**TRECHO DO TEXTO:**
----------

Durante sete anos, Bernard Bigot supervisionou a construção de um edifício tão ambicioso e desafiador, e de tal importância para a humanidade, que às vezes pensava nele como uma catedral: um reator com tecnologia de fusão de US$ 20 bilhões em fase de conclusão no sul da França que promete revolucionar a geração mundial de energia no futuro.
Erguendo-se de um terreno de 180 hectares no sul da França, uma hora ao norte de Marselha, é realmente uma construção muito estranha. Não são muitos os prédios que abrigam câmaras de vácuo cavernosas ou exigem precisão submilimétrica durante a construção. Menos ainda algum que incluiria um ímã de 17 metros de altura, poderoso o suficiente para levantar um porta-aviões, ou fio de nióbio-estanho supercondutor suficiente para circundar o equador duas vezes.
O projeto que Bigot supervisionou, chamado Reator Experimental Termonuclear Internacional (Iter, na sigla em inglês), é sem dúvida o maior, mais complexo e, com um custo de mais de US$ 20 bilhões, o experimento científico mais caro já concebido. O consórcio de 35 países que financia o Iter e constrói seus componentes representa mais da metade da população mundial e 85% do PIB global. Os EUA, a Rússia, a China e a União Europeia são todos membros.

----------

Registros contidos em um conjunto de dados
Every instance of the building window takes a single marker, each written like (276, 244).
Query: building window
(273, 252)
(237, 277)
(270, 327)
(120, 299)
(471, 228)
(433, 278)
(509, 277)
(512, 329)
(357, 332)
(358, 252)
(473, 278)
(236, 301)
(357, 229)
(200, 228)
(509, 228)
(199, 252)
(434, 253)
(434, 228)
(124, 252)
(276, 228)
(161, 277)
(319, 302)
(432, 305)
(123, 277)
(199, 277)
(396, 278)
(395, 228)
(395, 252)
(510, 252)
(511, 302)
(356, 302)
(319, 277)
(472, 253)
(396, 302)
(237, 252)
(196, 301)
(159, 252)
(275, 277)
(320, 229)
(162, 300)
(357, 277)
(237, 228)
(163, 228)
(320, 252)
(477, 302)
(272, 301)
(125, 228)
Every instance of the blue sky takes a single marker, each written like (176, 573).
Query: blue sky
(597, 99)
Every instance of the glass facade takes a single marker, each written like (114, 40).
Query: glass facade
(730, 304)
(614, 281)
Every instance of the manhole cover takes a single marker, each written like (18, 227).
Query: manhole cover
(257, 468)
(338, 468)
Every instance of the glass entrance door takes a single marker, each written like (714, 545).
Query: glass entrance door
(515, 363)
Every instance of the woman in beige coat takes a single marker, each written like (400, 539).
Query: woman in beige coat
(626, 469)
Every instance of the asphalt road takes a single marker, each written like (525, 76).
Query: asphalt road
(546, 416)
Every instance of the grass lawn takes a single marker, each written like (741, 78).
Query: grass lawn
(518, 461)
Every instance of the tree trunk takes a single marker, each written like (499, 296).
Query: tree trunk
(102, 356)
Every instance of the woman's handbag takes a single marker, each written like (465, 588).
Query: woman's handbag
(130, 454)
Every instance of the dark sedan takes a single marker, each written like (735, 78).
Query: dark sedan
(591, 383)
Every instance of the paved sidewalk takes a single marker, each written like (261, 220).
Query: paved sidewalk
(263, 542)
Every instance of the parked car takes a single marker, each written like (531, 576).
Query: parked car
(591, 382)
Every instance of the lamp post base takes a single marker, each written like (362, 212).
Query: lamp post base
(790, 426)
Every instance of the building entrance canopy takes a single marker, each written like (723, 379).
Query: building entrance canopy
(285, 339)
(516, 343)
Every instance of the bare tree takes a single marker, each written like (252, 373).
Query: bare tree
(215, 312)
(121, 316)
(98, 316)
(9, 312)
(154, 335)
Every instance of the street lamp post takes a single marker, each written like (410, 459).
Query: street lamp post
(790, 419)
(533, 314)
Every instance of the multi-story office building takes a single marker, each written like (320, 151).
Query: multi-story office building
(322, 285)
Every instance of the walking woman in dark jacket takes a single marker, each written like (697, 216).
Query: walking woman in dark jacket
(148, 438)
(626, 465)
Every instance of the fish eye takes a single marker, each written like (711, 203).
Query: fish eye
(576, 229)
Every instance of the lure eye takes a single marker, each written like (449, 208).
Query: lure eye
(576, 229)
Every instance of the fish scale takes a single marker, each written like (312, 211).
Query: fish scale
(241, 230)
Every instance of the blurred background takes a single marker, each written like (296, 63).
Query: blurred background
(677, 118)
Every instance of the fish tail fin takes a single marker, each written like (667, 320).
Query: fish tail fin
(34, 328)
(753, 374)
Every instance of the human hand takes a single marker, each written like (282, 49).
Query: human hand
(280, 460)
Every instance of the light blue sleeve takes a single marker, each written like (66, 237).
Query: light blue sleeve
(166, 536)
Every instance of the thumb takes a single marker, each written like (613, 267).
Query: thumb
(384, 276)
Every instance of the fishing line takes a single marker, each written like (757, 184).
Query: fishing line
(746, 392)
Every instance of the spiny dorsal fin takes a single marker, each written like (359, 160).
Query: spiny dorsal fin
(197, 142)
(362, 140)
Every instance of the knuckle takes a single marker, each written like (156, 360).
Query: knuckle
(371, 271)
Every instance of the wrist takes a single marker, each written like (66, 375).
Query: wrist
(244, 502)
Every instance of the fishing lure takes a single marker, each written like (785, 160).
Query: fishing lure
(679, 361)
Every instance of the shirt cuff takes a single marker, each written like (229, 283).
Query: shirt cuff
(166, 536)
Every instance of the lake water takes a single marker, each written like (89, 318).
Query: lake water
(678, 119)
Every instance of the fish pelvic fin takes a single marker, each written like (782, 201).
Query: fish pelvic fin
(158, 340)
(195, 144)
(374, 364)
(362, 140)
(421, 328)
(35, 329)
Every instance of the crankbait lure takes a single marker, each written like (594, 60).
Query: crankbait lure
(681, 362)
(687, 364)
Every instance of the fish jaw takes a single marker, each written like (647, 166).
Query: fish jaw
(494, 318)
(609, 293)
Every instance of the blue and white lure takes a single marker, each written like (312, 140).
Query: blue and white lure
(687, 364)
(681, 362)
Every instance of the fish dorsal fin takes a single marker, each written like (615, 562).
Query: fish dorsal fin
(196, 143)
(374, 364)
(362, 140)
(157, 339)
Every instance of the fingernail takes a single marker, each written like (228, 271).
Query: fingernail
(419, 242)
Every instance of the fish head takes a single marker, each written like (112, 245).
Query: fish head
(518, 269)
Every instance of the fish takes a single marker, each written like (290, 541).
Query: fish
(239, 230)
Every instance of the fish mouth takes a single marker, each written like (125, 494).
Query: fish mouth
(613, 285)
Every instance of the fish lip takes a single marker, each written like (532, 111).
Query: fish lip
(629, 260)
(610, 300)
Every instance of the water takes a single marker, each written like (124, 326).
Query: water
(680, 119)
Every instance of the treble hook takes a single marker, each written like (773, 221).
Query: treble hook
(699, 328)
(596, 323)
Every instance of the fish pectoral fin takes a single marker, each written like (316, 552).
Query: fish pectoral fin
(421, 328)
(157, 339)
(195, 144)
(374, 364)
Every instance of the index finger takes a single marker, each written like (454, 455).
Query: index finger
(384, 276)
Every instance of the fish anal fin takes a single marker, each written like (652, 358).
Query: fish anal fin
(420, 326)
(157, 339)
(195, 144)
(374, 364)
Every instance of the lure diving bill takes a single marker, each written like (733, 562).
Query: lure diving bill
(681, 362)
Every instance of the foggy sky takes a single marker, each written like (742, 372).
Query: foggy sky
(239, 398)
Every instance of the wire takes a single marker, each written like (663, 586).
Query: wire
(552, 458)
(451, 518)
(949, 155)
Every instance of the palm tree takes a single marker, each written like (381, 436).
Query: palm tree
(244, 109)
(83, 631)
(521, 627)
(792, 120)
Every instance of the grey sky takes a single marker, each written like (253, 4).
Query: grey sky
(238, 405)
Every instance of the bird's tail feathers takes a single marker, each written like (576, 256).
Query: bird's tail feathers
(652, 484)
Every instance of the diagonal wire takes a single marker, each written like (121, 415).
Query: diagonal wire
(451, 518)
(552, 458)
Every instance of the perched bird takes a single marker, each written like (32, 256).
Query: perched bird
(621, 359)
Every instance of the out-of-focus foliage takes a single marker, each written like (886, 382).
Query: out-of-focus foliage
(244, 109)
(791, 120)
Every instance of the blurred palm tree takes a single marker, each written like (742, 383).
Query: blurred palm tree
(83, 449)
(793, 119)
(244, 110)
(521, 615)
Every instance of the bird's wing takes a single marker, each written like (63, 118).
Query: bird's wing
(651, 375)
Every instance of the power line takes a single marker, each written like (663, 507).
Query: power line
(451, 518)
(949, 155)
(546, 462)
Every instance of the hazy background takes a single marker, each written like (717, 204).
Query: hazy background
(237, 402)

----------

**CONJUNTO DE EXERCÍCIOS:**
1. Liste os membros do consórcio do Iter que o texto sobre o Iter cita nominalmente.
2. Prossiga com o texto sobre o Iter a partir da última frase apresentada.
O material não tem qualquer papel no que se pede.

**RESPOSTAS DAS TAREFAS:**
1. EUA, Rússia, China e União Europeia.

2.
Alguns dos componentes de entrada do Iter são tão grandes que a França teve que ampliar ou reforçar 100km de estradas e pontes para levá-los ao canteiro de obras em Saint-Paul-lez-Durance. Quando o reator estiver concluído, não antes de 2025, terão se passado 40 anos de negociações, trabalhos de projeto e construção.
Tudo isso a serviço de um objetivo ousado e de um sonho de meio século: gerar energia aproveitando a fusão nuclear, a fonte de energia das estrelas. A fusão, se alguma vez puder ser domada, promete energia abundante sem fumaça de chaminés ou emissões de carbono, sem derretimentos de reatores ou resíduos radioativos de longa duração – energia sob demanda 24 horas por dia, sete dias por semana, com água do mar como a principal fonte de combustível.
Mas realizar esse sonho é um pesadelo de engenharia.
Na Terra, persuadir núcleos de hidrogênio a se fundirem em hélio requer a criação e confinamento de um “plasma” – um gás eletricamente carregado, onde os elétrons não estão mais ligados aos núcleos atômicos – em temperaturas várias vezes mais quentes do que dentro do Sol. Os cientistas aprenderam há muito tempo como desencadear o processo explosivamente dentro de bombas de hidrogênio, e os reatores de fusão de hoje podem fazer isso acontecer de maneira controlada por instantes fugazes. Mas nenhum reator jamais colocou energia líquida na rede elétrica.
Nem o Iter: imenso como é, é apenas um experimento projetado para levar os cientistas a um passo gigantesco mais perto desse graal. O objetivo do Iter é meramente superar o “ponto de equilíbrio científico” – o limite no qual um reator libera tanta energia por meio da fusão quanto é usada para aquecer o plasma.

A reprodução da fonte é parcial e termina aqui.